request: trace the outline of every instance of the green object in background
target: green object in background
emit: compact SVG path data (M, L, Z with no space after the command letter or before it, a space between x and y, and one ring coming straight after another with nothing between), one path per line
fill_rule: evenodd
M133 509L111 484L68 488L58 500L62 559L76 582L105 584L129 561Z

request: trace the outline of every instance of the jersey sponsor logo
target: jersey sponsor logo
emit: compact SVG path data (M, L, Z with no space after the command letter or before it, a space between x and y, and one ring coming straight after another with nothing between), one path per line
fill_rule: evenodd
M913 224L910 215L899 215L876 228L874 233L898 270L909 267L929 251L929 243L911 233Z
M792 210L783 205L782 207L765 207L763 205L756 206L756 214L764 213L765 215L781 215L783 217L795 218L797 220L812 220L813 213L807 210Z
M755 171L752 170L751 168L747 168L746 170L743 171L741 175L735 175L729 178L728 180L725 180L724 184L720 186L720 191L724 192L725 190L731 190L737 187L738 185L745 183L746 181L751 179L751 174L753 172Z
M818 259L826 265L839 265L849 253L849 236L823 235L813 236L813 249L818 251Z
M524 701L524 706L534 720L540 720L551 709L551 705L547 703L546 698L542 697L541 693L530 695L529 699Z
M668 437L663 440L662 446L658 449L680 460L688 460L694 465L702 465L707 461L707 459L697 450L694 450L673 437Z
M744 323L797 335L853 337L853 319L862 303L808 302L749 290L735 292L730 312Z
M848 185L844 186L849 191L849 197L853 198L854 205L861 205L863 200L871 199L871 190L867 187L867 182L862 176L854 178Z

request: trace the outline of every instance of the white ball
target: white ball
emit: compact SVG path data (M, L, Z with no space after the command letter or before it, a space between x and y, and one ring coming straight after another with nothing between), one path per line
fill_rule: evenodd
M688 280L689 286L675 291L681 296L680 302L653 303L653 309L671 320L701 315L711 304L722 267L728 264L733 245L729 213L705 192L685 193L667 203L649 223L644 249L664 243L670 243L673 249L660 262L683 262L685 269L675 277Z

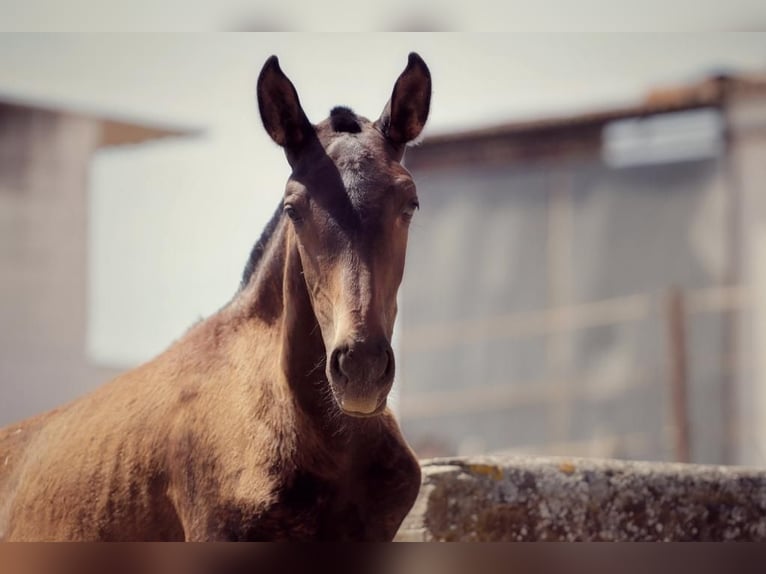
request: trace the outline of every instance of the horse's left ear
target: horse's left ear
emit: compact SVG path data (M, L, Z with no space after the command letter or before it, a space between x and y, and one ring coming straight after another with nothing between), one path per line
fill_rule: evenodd
M404 145L423 131L430 106L431 72L423 58L411 52L376 125L392 143Z
M266 60L258 76L258 109L271 139L287 151L298 151L313 131L298 92L282 72L276 56Z

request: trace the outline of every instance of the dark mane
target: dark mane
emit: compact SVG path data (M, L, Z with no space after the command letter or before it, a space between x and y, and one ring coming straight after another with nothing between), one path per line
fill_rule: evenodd
M356 114L344 106L336 106L330 110L330 126L336 132L358 134L362 131Z
M263 229L263 233L261 233L258 241L255 242L255 245L253 245L253 250L250 252L250 257L247 259L245 270L242 272L242 282L239 285L240 289L244 289L247 286L247 284L250 282L250 278L253 276L253 273L255 273L255 270L258 269L258 263L260 263L261 258L263 257L263 252L266 251L266 245L268 245L269 239L271 239L271 236L274 235L274 230L277 228L277 223L279 223L281 216L282 203L280 202L277 210L274 212L274 215L271 216L271 219Z

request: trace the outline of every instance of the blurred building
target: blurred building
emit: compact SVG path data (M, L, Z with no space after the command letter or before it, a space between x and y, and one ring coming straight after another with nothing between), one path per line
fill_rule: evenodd
M118 372L85 353L89 165L185 133L0 100L0 425ZM406 161L423 209L397 388L419 454L766 464L766 80L432 136Z
M406 162L420 455L766 464L766 78L435 135Z
M85 356L89 163L105 147L180 134L0 101L0 426L118 372Z

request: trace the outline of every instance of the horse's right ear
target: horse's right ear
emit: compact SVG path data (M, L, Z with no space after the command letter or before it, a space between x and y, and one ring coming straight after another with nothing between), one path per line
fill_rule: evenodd
M258 109L271 139L288 151L297 151L313 130L276 56L266 60L258 75Z

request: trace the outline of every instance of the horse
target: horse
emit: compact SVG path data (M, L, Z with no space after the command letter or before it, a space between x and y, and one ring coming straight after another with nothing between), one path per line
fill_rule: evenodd
M391 540L420 467L387 406L431 75L312 124L271 56L291 174L234 297L153 360L0 431L0 540Z

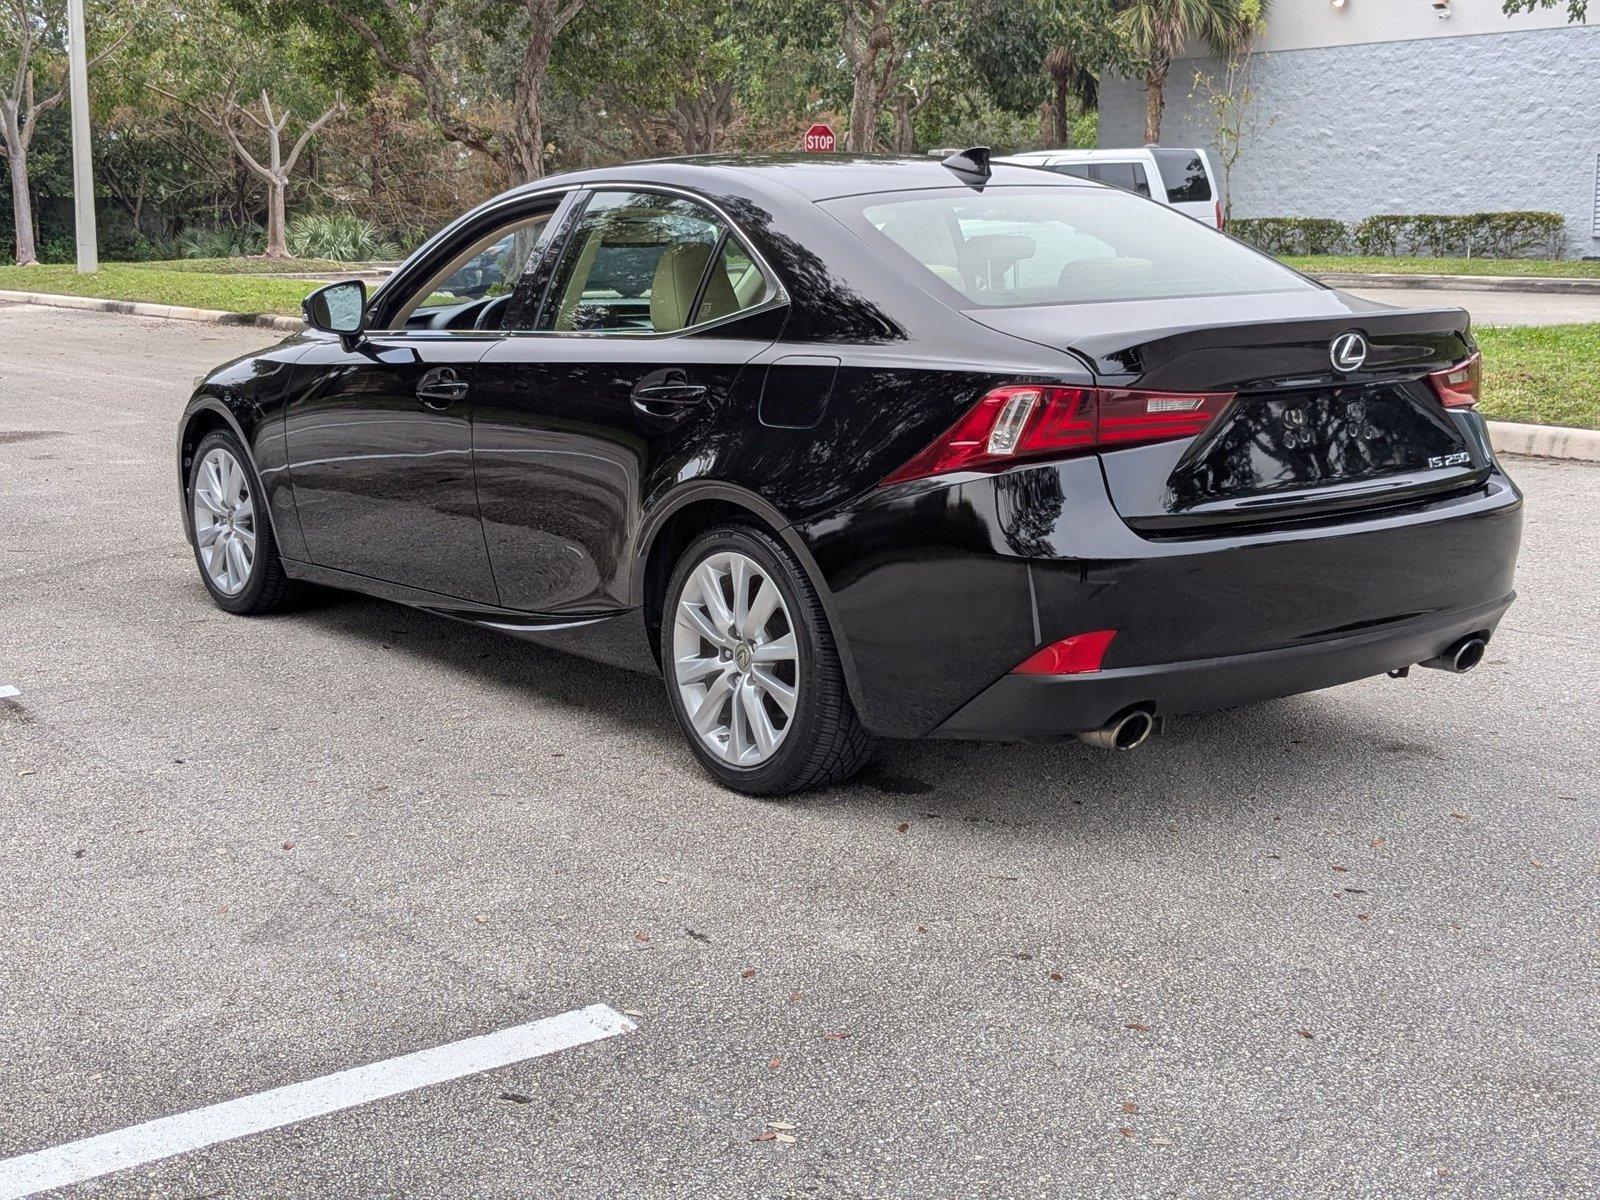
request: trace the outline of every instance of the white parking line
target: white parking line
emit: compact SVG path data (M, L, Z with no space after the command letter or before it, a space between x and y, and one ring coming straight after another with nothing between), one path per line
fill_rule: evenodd
M632 1021L608 1005L591 1004L588 1008L574 1009L543 1021L402 1054L399 1058L365 1067L336 1071L320 1079L286 1084L193 1112L160 1117L113 1133L19 1155L0 1162L0 1200L19 1200L35 1192L82 1183L111 1171L143 1166L308 1117L320 1117L386 1096L446 1083L463 1075L492 1071L585 1042L629 1033L634 1028Z

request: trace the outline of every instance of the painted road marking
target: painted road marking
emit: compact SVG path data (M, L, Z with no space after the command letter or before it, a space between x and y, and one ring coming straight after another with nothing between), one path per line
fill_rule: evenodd
M49 1188L82 1183L111 1171L144 1166L218 1142L540 1058L635 1028L609 1005L591 1004L543 1021L19 1155L0 1162L0 1200L20 1200Z

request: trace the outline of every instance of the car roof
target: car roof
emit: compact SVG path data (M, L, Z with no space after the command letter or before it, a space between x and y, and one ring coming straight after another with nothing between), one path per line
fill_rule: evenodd
M780 186L807 200L875 192L960 187L965 180L940 160L927 156L878 154L703 154L656 158L551 175L529 188L561 183L661 183L693 188L716 187L742 180ZM1066 175L1047 175L1033 167L994 160L989 186L1007 184L1044 187L1099 187Z

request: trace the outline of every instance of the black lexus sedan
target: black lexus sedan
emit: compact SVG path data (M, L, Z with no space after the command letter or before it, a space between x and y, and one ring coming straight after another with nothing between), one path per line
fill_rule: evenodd
M216 603L331 585L659 672L753 794L1464 670L1513 597L1464 312L983 151L554 176L307 317L179 422Z

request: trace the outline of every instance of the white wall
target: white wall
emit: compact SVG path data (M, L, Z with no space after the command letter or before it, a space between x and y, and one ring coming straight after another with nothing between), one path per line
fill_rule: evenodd
M1600 18L1600 11L1596 12ZM1466 37L1519 29L1559 29L1567 24L1566 0L1559 8L1508 17L1500 0L1451 0L1450 19L1441 21L1430 0L1274 0L1262 50L1304 50L1316 46L1354 46L1415 38ZM1205 53L1194 47L1189 55Z

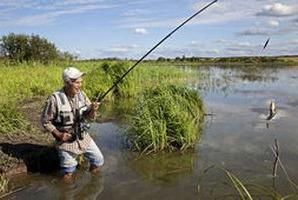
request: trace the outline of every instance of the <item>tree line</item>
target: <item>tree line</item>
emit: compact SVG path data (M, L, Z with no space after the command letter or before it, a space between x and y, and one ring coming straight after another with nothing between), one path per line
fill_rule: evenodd
M0 39L0 56L14 62L36 61L47 64L54 60L73 60L68 52L61 52L54 43L39 35L9 33Z

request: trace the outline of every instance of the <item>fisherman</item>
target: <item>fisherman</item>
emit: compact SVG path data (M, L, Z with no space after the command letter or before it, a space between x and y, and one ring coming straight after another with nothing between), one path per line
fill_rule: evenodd
M77 125L84 129L83 124L78 124L82 122L76 119L95 118L99 107L99 103L91 103L81 90L84 75L77 68L66 68L62 74L64 87L48 98L41 116L43 127L56 139L55 146L65 181L71 180L78 164L76 157L80 154L89 160L89 170L93 173L98 173L104 163L101 151L86 130L76 133Z

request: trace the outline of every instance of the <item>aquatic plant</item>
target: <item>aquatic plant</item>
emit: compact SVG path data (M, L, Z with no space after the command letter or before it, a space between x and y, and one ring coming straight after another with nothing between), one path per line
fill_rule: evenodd
M223 172L229 180L229 186L225 188L226 191L229 189L235 189L236 193L226 194L224 199L241 199L241 200L253 200L253 199L272 199L272 200L286 200L286 199L297 199L298 197L298 188L292 187L292 193L290 194L281 194L277 191L276 187L263 186L257 183L249 183L248 180L241 180L239 176L236 176L231 171L217 166L210 166L203 171L203 174L200 176L199 184L197 186L198 192L201 192L201 181L203 176L205 176L212 169L219 170ZM274 179L275 177L273 177ZM289 180L288 180L289 181ZM292 185L293 182L289 181ZM227 185L224 182L224 185ZM296 185L295 185L296 186ZM221 199L221 198L219 198Z
M133 150L146 153L193 148L203 117L196 91L173 85L146 90L128 115L128 141Z
M241 200L253 200L253 196L262 197L262 198L270 198L273 200L285 200L285 199L297 199L297 190L294 191L293 194L282 195L276 191L275 188L264 187L258 184L250 184L245 185L236 175L229 172L226 169L223 171L228 176L229 180L231 181L231 186L237 190L237 193ZM250 186L251 191L248 190L248 186ZM253 192L252 192L253 191Z
M231 172L224 169L224 172L232 182L232 186L237 190L240 199L242 200L253 200L252 196L248 192L248 189L244 186L244 184Z

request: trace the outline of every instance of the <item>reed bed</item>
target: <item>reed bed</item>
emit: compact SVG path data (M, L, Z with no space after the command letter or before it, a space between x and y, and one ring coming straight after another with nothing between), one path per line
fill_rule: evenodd
M146 90L128 115L130 147L142 153L184 151L201 136L203 102L196 91L182 86Z

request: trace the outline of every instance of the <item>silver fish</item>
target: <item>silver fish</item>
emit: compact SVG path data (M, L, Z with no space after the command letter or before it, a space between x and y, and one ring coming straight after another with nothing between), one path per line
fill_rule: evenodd
M266 117L266 120L271 120L276 115L276 104L275 101L271 101L269 105L269 114Z

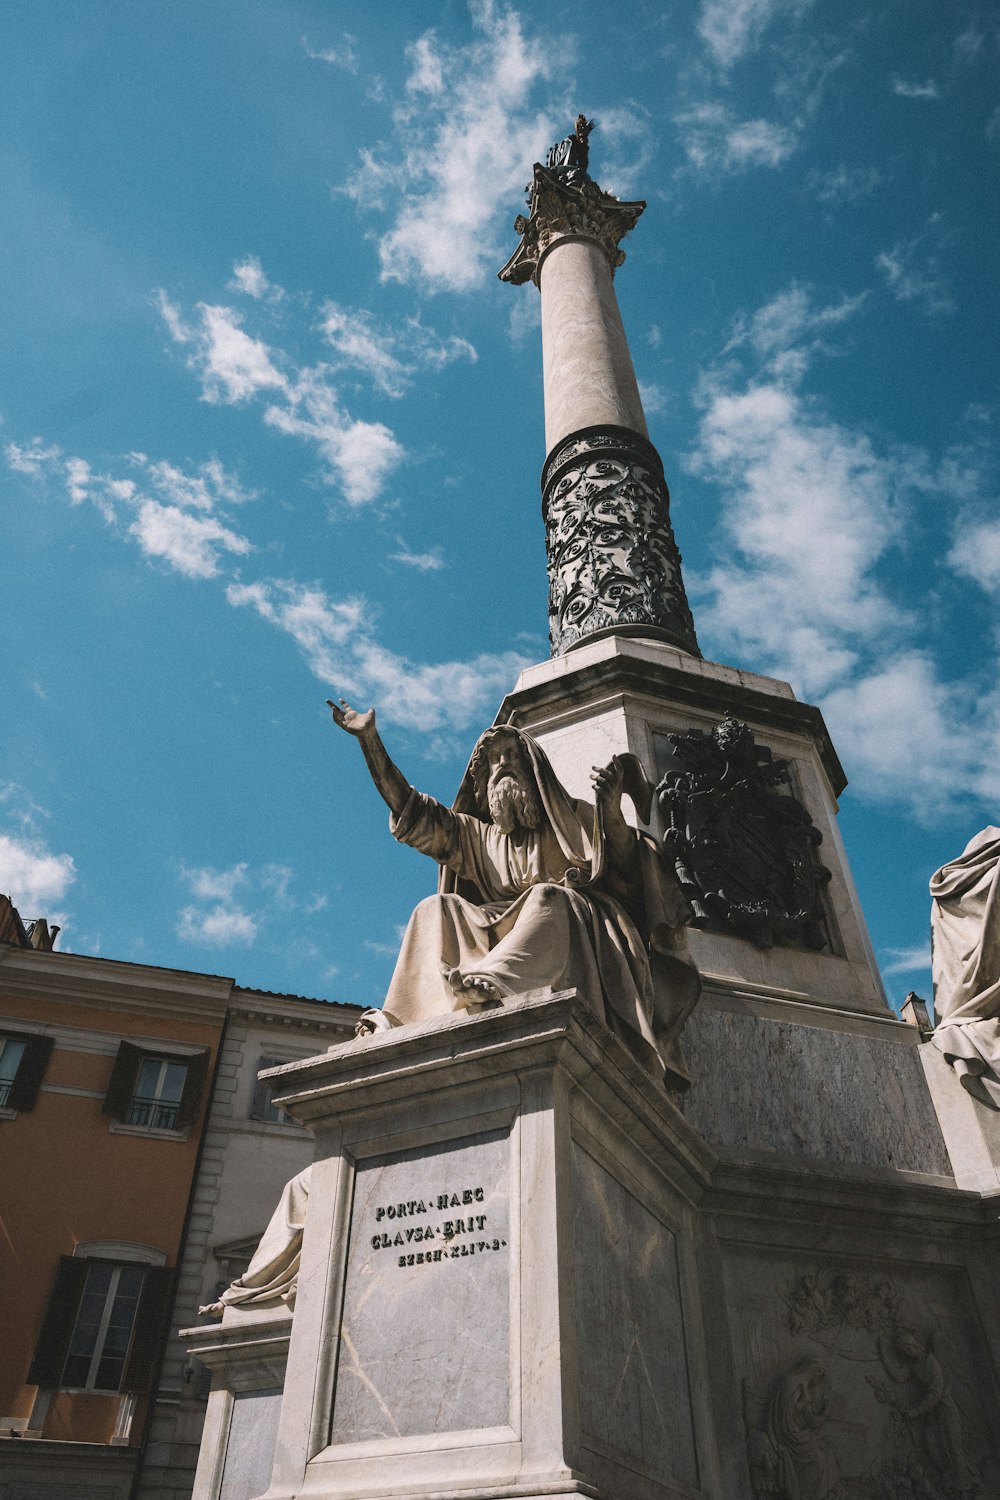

• [Problem details] Show every line of the listing containing the string "wall" by copying it.

• [Problem solution]
request: trace the outline of every instance of the white wall
target: white wall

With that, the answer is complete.